## BEGIN Provided text
Three months ago, things were looking down for chipmaker Atmel (NASDAQ:ATML). A shallow outlook, slow sales, and the uncertain future of Microsoft's (NASDAQ:MSFT) Windows 8 devices, and declining fortunes of Samsung's (NASDAQOTH:SSNLF) Galaxy S4 didn't paint a good picture of Atmel's business. However, Atmel bulls cheered the company's recently reported third-quarter results and shares spiked 14% in a single day.

But if you're thinking that Atmel soared due to terrific quarterly results or an outstanding outlook, you would be disappointed. Both revenue and earnings declined from the prior-year period and Atmel missed the revenue estimate. However, Atmel management boosted its share repurchase program by $300 million, bringing the total authorization to $1 billion. In addition, Canaccord Genuity reiterated its buy rating on Atmel with a price target of $9.
## END Provided text
→ Exercise a:
According to the Atmel article, by how much did management boost the company's share repurchase program?
The rows below have no connection to the Atmel article.
## BEGIN Excerpted data
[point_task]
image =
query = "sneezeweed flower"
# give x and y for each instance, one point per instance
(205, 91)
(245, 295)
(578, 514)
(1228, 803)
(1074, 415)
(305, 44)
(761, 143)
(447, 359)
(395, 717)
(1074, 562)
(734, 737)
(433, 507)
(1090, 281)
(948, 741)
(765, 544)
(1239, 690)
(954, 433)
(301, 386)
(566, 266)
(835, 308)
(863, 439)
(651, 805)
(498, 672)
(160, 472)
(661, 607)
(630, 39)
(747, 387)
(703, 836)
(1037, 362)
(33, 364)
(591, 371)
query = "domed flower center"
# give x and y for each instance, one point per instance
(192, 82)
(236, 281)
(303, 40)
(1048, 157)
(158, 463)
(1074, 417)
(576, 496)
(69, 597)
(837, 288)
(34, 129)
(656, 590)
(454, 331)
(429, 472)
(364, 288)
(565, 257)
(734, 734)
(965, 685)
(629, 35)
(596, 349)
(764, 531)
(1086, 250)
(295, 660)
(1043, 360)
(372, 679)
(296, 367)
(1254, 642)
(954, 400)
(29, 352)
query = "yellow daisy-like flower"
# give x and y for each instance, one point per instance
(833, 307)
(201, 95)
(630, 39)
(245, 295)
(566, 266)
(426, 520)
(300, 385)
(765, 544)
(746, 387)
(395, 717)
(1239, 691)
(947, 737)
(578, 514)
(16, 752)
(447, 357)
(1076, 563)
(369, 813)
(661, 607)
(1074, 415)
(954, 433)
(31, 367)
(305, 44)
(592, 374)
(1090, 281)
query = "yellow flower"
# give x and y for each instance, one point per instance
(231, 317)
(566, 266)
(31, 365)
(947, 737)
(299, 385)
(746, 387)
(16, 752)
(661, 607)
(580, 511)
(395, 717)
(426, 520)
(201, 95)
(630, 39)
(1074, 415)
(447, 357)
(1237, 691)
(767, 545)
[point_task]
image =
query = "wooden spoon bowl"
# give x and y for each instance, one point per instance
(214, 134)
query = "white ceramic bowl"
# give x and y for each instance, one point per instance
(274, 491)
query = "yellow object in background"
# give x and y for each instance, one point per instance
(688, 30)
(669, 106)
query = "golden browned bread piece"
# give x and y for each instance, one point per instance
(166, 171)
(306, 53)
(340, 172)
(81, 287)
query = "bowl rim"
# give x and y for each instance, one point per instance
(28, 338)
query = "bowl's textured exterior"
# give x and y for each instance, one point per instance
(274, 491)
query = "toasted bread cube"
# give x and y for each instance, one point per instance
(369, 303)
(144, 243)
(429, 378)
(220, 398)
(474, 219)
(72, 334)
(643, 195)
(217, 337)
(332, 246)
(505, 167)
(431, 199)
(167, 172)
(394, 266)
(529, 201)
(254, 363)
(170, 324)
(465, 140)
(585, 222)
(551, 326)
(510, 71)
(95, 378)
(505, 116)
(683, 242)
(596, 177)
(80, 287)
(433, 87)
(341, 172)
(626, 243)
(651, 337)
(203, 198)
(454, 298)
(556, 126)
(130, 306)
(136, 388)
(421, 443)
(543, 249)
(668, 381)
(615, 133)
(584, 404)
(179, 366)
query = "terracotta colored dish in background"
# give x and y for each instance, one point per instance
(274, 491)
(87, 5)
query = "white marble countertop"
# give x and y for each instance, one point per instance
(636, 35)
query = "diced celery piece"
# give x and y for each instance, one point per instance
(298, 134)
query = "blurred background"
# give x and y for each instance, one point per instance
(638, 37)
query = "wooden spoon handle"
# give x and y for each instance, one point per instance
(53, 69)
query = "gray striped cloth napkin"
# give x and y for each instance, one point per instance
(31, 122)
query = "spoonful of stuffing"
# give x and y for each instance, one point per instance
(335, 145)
## END Excerpted data
→ Exercise b:
Filter the rows, keeping every line that contains the string "white".

→ Expected output a:
By $300 million, bringing the total authorization to $1 billion.

→ Expected output b:
query = "white ceramic bowl"
query = "white marble countertop"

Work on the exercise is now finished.